# EXERCISE MATERIAL start

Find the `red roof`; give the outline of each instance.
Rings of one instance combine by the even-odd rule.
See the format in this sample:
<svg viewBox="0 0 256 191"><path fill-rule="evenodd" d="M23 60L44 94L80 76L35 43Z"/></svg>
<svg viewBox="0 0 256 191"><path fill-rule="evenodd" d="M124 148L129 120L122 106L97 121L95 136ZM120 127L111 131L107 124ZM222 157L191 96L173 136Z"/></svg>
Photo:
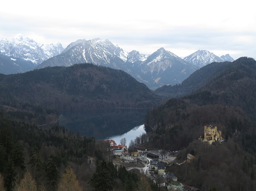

# EXERCISE MATERIAL end

→ EXERCISE
Recast the records above as a Markdown table with two columns, No. for the row number and Text for the line, and skip any blank lines. Leave the pictures out of the table.

→ CORRECT ANSWER
| No. | Text |
|---|---|
| 1 | Find the `red roof`; give the outline of each instance. |
| 2 | Rings of one instance combine by the even-odd rule. |
| 3 | See the format in this sample: |
| 4 | <svg viewBox="0 0 256 191"><path fill-rule="evenodd" d="M23 60L44 94L80 76L35 43Z"/></svg> |
| 5 | <svg viewBox="0 0 256 191"><path fill-rule="evenodd" d="M124 148L129 120L122 106L97 121L95 136ZM120 127L111 131L107 124ZM222 157L191 96L173 136Z"/></svg> |
| 6 | Photo: |